• RECORDS TO PROCESS:

BEGIN

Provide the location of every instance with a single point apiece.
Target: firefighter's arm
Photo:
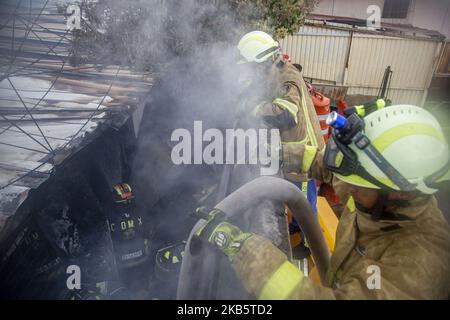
(300, 158)
(283, 112)
(267, 274)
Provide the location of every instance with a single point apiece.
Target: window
(395, 9)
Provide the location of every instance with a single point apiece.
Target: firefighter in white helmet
(284, 102)
(391, 162)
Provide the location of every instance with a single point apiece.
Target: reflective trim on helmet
(392, 135)
(266, 53)
(361, 182)
(282, 283)
(351, 205)
(285, 104)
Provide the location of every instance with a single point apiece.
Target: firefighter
(390, 163)
(281, 99)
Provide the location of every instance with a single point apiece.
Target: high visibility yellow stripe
(309, 128)
(296, 142)
(291, 107)
(308, 157)
(282, 283)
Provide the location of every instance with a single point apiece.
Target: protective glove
(223, 235)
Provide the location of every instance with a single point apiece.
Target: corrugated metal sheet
(322, 53)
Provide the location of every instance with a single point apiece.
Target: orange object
(322, 106)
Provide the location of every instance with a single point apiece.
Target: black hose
(246, 197)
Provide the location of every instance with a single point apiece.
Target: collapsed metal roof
(48, 104)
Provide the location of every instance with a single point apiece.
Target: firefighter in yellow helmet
(391, 162)
(285, 102)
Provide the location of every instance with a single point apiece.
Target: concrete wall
(427, 14)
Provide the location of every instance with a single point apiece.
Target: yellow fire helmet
(257, 46)
(412, 141)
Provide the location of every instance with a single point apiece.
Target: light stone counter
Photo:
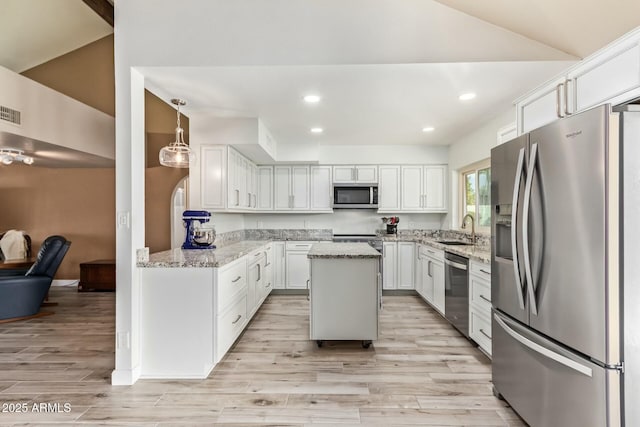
(343, 250)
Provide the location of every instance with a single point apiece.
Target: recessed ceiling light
(311, 99)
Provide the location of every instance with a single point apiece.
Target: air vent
(10, 115)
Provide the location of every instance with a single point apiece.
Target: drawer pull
(484, 333)
(485, 298)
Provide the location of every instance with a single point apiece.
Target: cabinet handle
(566, 98)
(485, 334)
(559, 100)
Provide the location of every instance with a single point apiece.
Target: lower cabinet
(480, 304)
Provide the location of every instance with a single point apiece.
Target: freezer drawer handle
(584, 370)
(525, 229)
(514, 231)
(456, 265)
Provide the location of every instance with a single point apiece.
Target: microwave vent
(9, 115)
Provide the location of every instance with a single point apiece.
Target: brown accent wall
(78, 204)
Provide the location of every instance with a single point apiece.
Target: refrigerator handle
(572, 364)
(514, 228)
(525, 229)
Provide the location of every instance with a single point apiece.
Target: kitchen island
(345, 292)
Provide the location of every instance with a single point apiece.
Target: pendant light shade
(177, 154)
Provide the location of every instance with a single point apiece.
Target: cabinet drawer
(299, 246)
(231, 282)
(480, 330)
(480, 294)
(230, 325)
(425, 250)
(481, 269)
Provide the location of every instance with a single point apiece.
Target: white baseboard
(73, 282)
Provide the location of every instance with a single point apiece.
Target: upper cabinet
(423, 188)
(611, 75)
(350, 174)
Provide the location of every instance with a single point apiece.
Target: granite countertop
(343, 250)
(473, 252)
(203, 257)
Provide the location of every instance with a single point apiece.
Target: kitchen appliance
(456, 291)
(355, 196)
(565, 279)
(198, 235)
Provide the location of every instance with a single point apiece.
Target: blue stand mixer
(197, 235)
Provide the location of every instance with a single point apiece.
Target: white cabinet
(480, 304)
(389, 188)
(291, 191)
(406, 261)
(321, 190)
(611, 75)
(279, 260)
(297, 265)
(355, 174)
(265, 188)
(389, 265)
(423, 188)
(212, 176)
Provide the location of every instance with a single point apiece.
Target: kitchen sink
(454, 243)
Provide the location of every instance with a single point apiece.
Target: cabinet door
(435, 188)
(300, 187)
(282, 188)
(437, 271)
(389, 265)
(297, 266)
(212, 177)
(406, 255)
(367, 174)
(427, 279)
(541, 107)
(412, 196)
(389, 188)
(344, 174)
(609, 77)
(279, 273)
(321, 188)
(265, 188)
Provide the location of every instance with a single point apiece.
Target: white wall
(343, 221)
(469, 149)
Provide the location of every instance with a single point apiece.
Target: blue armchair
(22, 296)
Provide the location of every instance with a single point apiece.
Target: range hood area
(54, 129)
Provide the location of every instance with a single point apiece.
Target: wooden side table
(98, 275)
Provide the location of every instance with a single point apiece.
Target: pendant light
(177, 154)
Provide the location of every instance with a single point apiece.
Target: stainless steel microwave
(355, 196)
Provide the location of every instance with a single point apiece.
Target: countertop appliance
(565, 278)
(456, 291)
(198, 235)
(355, 196)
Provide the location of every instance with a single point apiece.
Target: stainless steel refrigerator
(565, 275)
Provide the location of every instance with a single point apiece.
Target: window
(476, 194)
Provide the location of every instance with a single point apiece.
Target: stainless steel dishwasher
(456, 291)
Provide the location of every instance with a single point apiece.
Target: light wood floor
(420, 372)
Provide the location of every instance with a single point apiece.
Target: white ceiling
(35, 31)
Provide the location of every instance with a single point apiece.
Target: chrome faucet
(473, 227)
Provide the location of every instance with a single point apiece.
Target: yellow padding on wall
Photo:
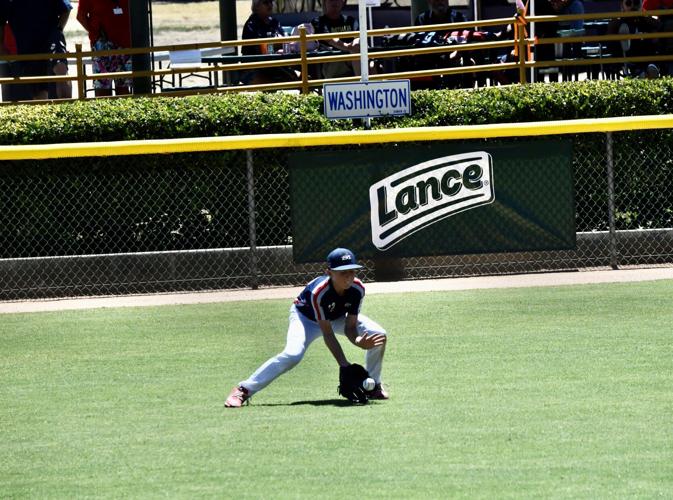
(195, 144)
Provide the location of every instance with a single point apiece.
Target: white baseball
(368, 384)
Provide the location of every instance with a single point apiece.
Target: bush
(188, 201)
(240, 114)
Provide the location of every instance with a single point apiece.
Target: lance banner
(439, 199)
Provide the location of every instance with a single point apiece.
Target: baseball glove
(350, 383)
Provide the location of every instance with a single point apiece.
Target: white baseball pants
(300, 334)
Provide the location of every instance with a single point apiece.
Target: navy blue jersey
(319, 300)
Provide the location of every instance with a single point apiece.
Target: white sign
(367, 99)
(419, 196)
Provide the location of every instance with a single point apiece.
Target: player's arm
(332, 343)
(364, 341)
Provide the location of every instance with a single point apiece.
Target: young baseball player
(329, 304)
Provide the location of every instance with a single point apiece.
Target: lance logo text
(421, 195)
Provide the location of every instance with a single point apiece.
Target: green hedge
(171, 202)
(236, 114)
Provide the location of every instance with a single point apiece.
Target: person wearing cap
(329, 304)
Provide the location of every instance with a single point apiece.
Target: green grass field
(518, 393)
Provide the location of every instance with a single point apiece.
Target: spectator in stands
(664, 45)
(261, 24)
(37, 26)
(108, 24)
(334, 21)
(558, 8)
(439, 12)
(634, 48)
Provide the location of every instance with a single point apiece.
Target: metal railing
(520, 45)
(214, 213)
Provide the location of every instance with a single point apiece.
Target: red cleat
(378, 393)
(237, 397)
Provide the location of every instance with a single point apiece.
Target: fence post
(612, 242)
(81, 72)
(520, 41)
(304, 60)
(252, 224)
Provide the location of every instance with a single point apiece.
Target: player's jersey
(319, 300)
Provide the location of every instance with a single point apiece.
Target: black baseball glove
(350, 383)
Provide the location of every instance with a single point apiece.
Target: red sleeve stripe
(359, 286)
(315, 299)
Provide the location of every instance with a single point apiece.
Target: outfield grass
(537, 392)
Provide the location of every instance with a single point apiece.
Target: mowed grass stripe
(531, 392)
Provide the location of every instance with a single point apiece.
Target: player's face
(342, 280)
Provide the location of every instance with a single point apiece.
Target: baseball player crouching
(329, 304)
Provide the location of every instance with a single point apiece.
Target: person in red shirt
(109, 28)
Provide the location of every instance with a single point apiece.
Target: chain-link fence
(109, 225)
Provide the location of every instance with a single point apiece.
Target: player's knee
(292, 358)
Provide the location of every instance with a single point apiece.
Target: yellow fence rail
(265, 141)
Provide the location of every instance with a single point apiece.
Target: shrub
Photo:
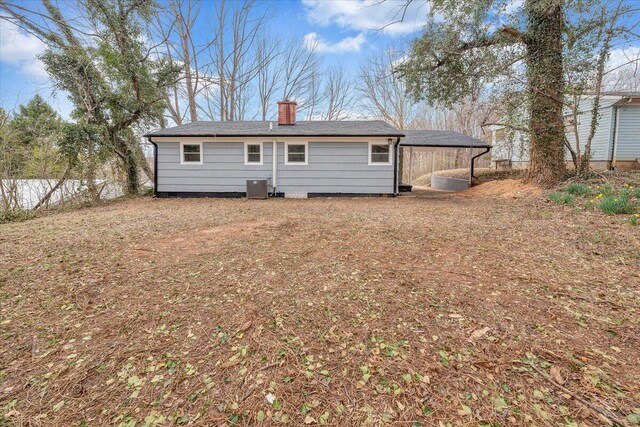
(562, 198)
(16, 215)
(582, 190)
(605, 190)
(612, 205)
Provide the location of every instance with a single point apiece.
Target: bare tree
(337, 95)
(300, 79)
(232, 60)
(383, 93)
(268, 75)
(175, 28)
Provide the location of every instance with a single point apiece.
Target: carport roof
(440, 138)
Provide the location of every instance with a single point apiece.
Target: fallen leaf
(556, 374)
(479, 333)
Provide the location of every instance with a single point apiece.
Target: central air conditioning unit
(257, 189)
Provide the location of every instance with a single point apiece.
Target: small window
(379, 154)
(296, 153)
(191, 153)
(253, 153)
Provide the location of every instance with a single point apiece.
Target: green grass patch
(581, 190)
(614, 205)
(605, 190)
(561, 198)
(16, 215)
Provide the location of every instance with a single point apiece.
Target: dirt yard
(440, 310)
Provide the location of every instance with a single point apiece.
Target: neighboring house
(312, 158)
(616, 142)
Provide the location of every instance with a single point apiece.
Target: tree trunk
(546, 84)
(131, 165)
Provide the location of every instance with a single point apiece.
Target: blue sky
(344, 31)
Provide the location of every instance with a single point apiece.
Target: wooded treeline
(132, 65)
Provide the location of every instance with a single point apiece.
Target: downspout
(473, 159)
(274, 173)
(614, 143)
(155, 167)
(274, 156)
(395, 167)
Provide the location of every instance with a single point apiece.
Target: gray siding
(601, 143)
(601, 146)
(333, 167)
(628, 140)
(222, 168)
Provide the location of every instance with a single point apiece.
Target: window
(191, 153)
(379, 154)
(253, 153)
(296, 153)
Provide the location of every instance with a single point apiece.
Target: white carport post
(410, 165)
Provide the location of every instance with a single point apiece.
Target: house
(298, 159)
(616, 142)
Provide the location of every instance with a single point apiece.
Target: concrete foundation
(449, 184)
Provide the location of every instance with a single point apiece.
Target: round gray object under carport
(449, 184)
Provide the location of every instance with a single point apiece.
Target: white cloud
(369, 15)
(513, 6)
(313, 41)
(21, 49)
(623, 57)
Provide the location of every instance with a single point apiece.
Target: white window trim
(182, 144)
(286, 153)
(390, 162)
(246, 154)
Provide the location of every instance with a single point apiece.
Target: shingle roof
(303, 128)
(440, 138)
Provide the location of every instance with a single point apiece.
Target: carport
(435, 139)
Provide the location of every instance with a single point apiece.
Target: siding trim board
(239, 194)
(331, 167)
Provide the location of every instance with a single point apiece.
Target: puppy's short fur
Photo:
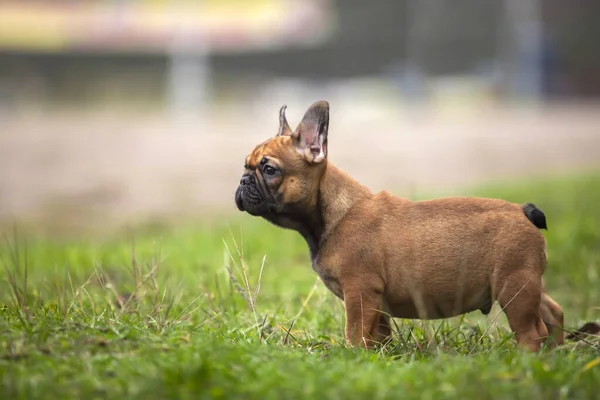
(410, 259)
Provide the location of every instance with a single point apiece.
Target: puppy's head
(282, 174)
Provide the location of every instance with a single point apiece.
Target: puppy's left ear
(310, 138)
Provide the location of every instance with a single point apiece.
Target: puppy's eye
(269, 170)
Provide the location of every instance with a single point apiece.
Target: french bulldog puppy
(389, 256)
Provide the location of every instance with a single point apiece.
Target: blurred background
(120, 111)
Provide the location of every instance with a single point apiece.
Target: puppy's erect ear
(310, 138)
(284, 127)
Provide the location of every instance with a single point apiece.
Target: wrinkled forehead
(274, 147)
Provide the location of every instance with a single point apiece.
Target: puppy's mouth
(249, 199)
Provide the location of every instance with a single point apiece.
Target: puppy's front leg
(363, 316)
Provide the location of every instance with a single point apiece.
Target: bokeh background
(125, 111)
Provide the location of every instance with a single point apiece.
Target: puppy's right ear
(284, 127)
(310, 138)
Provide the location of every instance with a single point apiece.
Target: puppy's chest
(329, 278)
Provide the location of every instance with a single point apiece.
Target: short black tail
(535, 215)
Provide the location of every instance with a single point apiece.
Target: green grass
(199, 325)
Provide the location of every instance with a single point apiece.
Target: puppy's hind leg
(553, 317)
(520, 299)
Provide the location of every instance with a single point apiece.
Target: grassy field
(232, 309)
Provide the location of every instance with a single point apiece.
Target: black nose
(246, 180)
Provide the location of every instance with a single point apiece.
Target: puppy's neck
(337, 193)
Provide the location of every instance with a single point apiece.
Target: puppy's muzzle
(248, 197)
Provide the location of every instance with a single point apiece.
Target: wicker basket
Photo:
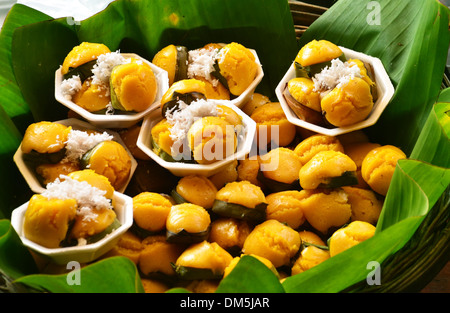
(428, 251)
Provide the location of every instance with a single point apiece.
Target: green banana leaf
(111, 275)
(411, 40)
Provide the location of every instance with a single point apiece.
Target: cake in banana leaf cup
(119, 96)
(187, 162)
(310, 114)
(84, 146)
(62, 225)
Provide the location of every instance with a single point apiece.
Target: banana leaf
(111, 275)
(411, 39)
(145, 27)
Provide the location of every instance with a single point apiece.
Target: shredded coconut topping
(101, 74)
(182, 118)
(87, 196)
(103, 68)
(79, 142)
(70, 86)
(336, 75)
(201, 63)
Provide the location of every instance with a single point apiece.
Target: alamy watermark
(374, 276)
(74, 276)
(374, 16)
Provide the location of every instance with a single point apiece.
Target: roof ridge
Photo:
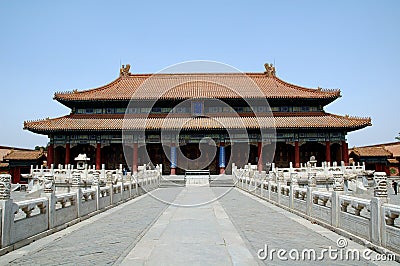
(335, 92)
(117, 80)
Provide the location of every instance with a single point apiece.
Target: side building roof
(18, 155)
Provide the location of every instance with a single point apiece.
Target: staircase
(172, 181)
(222, 181)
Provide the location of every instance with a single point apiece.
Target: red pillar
(259, 154)
(296, 154)
(345, 152)
(135, 157)
(173, 159)
(328, 151)
(50, 155)
(98, 156)
(67, 153)
(221, 158)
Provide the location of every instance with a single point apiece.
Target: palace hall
(194, 107)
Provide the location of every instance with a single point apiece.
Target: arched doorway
(336, 153)
(87, 149)
(112, 156)
(59, 156)
(284, 154)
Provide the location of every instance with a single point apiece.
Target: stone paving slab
(261, 223)
(197, 235)
(99, 240)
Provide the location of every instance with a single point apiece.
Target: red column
(67, 153)
(259, 154)
(173, 159)
(328, 151)
(296, 154)
(221, 158)
(345, 152)
(135, 157)
(98, 156)
(50, 155)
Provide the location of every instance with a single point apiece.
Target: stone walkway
(199, 228)
(99, 240)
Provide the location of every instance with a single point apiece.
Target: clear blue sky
(49, 46)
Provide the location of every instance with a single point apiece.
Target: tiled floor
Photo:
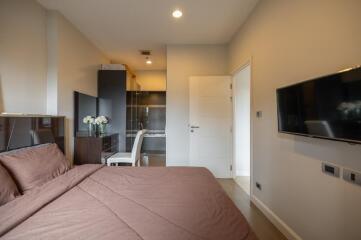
(261, 226)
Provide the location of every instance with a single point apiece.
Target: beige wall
(23, 57)
(78, 61)
(291, 41)
(184, 61)
(43, 59)
(152, 80)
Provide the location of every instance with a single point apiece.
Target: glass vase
(90, 129)
(102, 128)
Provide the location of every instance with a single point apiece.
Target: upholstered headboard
(18, 131)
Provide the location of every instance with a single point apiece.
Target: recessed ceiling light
(177, 13)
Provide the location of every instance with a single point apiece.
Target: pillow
(35, 166)
(8, 188)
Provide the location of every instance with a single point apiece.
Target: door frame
(245, 64)
(230, 76)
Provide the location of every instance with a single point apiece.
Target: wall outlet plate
(330, 169)
(259, 114)
(352, 176)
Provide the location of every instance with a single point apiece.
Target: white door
(210, 124)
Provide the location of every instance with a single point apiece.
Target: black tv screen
(326, 107)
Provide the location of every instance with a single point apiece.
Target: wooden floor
(261, 226)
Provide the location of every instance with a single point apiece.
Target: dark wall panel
(112, 88)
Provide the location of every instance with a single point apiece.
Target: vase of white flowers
(90, 121)
(101, 121)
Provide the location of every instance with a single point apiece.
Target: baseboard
(279, 224)
(242, 173)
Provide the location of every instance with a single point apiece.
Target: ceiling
(122, 27)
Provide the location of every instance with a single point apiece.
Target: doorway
(210, 122)
(242, 127)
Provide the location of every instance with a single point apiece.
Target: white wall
(291, 41)
(78, 61)
(184, 61)
(152, 80)
(241, 121)
(23, 57)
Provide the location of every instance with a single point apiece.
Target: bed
(100, 202)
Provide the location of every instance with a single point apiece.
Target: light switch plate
(352, 176)
(330, 169)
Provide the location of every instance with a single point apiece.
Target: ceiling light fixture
(177, 13)
(148, 61)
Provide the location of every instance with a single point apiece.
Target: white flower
(88, 120)
(101, 120)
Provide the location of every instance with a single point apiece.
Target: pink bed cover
(94, 202)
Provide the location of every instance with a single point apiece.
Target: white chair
(129, 157)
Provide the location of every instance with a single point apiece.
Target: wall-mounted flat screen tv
(326, 107)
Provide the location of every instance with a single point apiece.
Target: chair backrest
(41, 136)
(137, 146)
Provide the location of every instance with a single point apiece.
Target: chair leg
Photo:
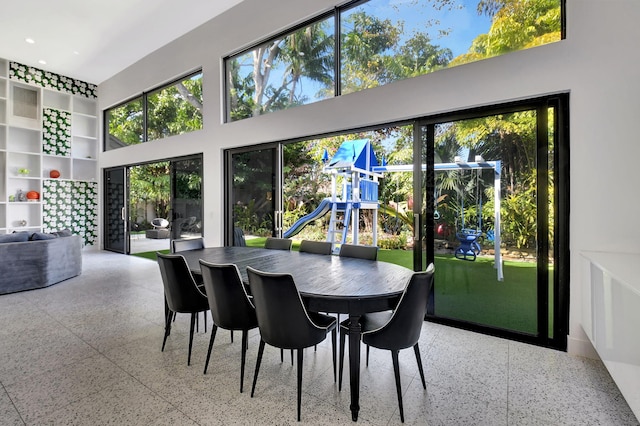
(259, 360)
(194, 316)
(167, 328)
(214, 328)
(334, 350)
(368, 355)
(245, 338)
(343, 334)
(416, 349)
(300, 356)
(396, 371)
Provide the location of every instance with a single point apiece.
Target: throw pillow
(36, 236)
(63, 233)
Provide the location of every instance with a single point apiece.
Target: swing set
(469, 247)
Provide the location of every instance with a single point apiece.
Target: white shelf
(71, 147)
(84, 125)
(20, 139)
(56, 100)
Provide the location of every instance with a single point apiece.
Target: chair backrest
(361, 252)
(317, 247)
(186, 244)
(282, 317)
(278, 243)
(238, 237)
(403, 329)
(180, 288)
(228, 300)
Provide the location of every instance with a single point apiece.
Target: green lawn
(469, 291)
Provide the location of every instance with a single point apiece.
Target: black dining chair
(317, 247)
(181, 293)
(396, 330)
(284, 321)
(231, 308)
(185, 244)
(278, 243)
(358, 251)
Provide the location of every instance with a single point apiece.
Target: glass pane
(386, 40)
(487, 212)
(149, 198)
(253, 192)
(115, 237)
(295, 69)
(125, 125)
(175, 109)
(186, 200)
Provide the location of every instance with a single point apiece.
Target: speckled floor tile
(87, 352)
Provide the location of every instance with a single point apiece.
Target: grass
(469, 291)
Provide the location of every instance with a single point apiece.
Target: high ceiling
(92, 40)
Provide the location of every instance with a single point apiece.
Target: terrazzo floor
(87, 352)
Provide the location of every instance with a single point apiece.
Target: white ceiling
(92, 40)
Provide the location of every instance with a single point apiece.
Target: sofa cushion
(37, 236)
(16, 237)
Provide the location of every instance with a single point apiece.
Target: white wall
(597, 64)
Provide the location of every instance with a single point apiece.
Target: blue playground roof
(354, 154)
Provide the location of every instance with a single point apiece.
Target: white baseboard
(581, 347)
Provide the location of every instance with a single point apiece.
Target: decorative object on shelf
(33, 196)
(56, 135)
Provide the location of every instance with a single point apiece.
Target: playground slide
(323, 208)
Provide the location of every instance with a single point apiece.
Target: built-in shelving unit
(43, 129)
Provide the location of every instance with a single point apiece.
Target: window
(381, 41)
(167, 111)
(294, 69)
(125, 125)
(175, 109)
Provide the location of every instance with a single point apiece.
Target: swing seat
(469, 248)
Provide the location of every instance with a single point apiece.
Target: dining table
(327, 283)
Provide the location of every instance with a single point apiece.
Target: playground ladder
(335, 235)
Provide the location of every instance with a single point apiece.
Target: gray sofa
(41, 263)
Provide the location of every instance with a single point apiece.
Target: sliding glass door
(186, 197)
(489, 209)
(116, 236)
(254, 206)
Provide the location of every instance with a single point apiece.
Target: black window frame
(144, 97)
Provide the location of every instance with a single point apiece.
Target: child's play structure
(355, 172)
(354, 187)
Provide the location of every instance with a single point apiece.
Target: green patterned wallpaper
(56, 134)
(50, 80)
(72, 205)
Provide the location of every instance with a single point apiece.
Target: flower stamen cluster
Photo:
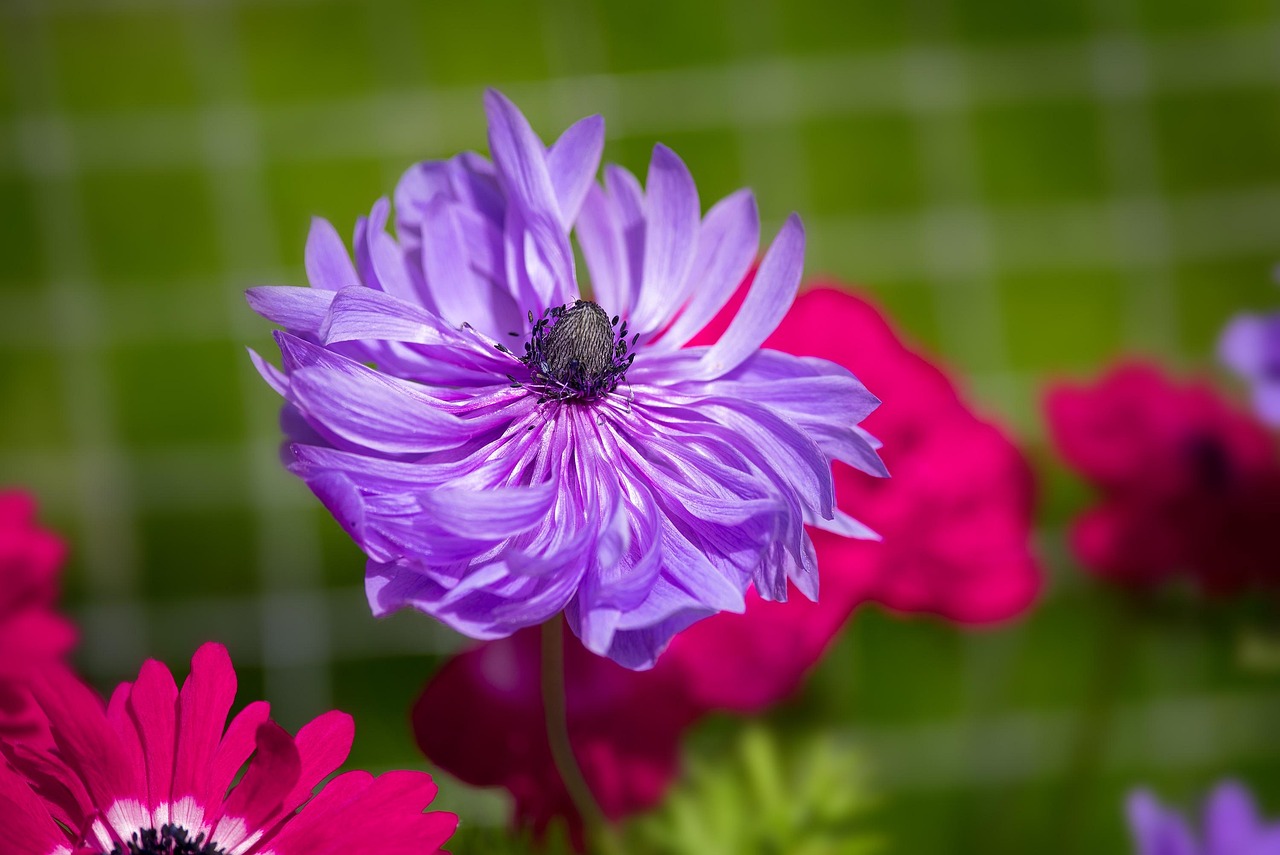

END

• WRITTEN TASK:
Pull out every line above that contains the string "screen", treating uppercase and lowercase letters as different.

• WRITTEN REPLY:
Target: black tv screen
Target: wall-mounted flat screen tv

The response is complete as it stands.